◆ **EXTRACT**
____________________

The weather hasn't dampened the spirits of my students, though, I'm happy to report. All told I have 6 distinct classes, although one of them is just a smaller group of the same students. 1A and 1B are my first-year English classes, and they're, well, your typical freshmen (except Japanese students don't enter high school until the 10th grade, so by American standards they would technically be sophomores). Slow to warm up and too shy most of the time to give an audible response. The 1A class is more advanced, so they show a bit more enthusiasm.
I have three third-year classes, but my 3A Culture class is pretty much a group of six girls from homeroom 3A getting extra credit for spending an hour goofing off and maybe incidentally learning something. The big 3A class is Reading, and they're a bit of a rowdy bunch, but they do well enough with group activities. They seem to like me well enough to listen to me most of the time, and they're the least shy about volunteering answers on an individual basis. 3BC is a Reading class that AJ and I teach together; there are about 40 students, and the Japanese teacher assigned to the room with us half-jokingly and half-fearfully refers to them as "the monster class." He hangs in back shushing the boys occasionally, and AJ and I are left to our own devices. We're not really held accountable for much more than keeping them occupied for an hour a week.

____________________

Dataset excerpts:

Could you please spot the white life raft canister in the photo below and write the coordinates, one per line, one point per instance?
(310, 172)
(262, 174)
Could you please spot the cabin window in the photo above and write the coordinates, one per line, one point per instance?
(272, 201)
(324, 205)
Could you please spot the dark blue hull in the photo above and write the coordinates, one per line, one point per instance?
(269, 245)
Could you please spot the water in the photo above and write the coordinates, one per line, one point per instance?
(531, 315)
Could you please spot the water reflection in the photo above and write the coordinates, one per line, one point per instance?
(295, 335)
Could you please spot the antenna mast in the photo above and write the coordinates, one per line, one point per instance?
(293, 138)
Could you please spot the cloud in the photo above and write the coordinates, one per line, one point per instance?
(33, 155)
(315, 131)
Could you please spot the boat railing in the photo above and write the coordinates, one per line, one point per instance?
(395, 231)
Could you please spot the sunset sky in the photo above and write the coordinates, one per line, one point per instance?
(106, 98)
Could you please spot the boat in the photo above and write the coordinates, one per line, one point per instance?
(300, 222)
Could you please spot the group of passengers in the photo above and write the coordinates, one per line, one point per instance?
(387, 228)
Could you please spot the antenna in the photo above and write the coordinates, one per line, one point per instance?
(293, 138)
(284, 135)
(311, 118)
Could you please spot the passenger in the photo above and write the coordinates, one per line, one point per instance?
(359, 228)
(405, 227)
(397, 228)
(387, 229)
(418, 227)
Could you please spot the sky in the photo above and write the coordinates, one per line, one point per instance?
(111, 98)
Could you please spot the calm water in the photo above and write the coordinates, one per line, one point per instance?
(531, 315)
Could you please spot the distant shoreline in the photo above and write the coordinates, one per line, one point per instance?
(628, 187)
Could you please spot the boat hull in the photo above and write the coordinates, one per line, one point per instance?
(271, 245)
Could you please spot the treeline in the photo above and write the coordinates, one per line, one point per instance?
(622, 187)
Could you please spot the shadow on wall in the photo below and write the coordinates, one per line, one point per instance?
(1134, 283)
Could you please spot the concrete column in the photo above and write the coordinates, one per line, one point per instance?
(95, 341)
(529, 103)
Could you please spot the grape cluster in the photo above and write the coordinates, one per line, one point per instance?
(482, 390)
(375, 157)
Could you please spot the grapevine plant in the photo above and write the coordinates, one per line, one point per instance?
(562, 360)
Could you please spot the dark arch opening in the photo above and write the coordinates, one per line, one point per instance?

____________________

◆ **WHAT THIS EXERCISE ASKS**
[A] Sum up the passage about the English classes in two sentences.
[B] Duplicate the stretch from "I have three" through "hour a week." in the passage about the English classes.
[C] Go on with the passage about the English classes from where it stops.
The material plays no part in what you need to do here.

◆ **ANSWERS BELOW**
[A] The writer teaches six classes, including the first-year English classes 1A and 1B, whose students are mostly shy, though the more advanced 1A shows a bit more enthusiasm. Of the third-year classes, 3A Reading is rowdy but the least shy about volunteering answers, while 3BC, taught together with AJ, has about 40 students and is called "the monster class" by the Japanese teacher assigned to the room.

[B]
I have three third-year classes, but my 3A Culture class is pretty much a group of six girls from homeroom 3A getting extra credit for spending an hour goofing off and maybe incidentally learning something. The big 3A class is Reading, and they're a bit of a rowdy bunch, but they do well enough with group activities. They seem to like me well enough to listen to me most of the time, and they're the least shy about volunteering answers on an individual basis. 3BC is a Reading class that AJ and I teach together; there are about 40 students, and the Japanese teacher assigned to the room with us half-jokingly and half-fearfully refers to them as "the monster class." He hangs in back shushing the boys occasionally, and AJ and I are left to our own devices. We're not really held accountable for much more than keeping them occupied for an hour a week.

[C]
2A Reading is the only class I haven't taught yet. If my other upperclassmen are any indication, they'll probably be a fun bunch. Shima-ko isn't really a high-performing school, as you may have guessed. I think only about 20% of the students plan on going to college. Many families in and around Isobe live in farming communities, so after completing high school a lot of the kids stay at home to help keep up the rice fields. There aren't a lot of jobs in available in this area, and those that are open usually don't require college degrees. I've even met a guy my age working as a translator in Ise (next city up the road to the north; actually qualifies as a real city, too, although it's not as large as say Tsu, the capital of Mie) and I'm pretty sure he hasn't gone to college. He's one of the younger students in the community English class AJ and I teach every other Tuesday night. I'm pretty sure he only comes to swap music with AJ, though; his level of English is way beyond most of the people there.
Still, it's nice to have mature students who come to class because they want to. Switches it up a bit. And there's a very motherly older woman, Masako, who lives not too far down the road from me and who has questioned me at length about my favorite Japanese foods. In Japan, this is as good as saying "Come to my house and I will cook dinner for you." So I know where I'm headed after work tomorrow (n__n)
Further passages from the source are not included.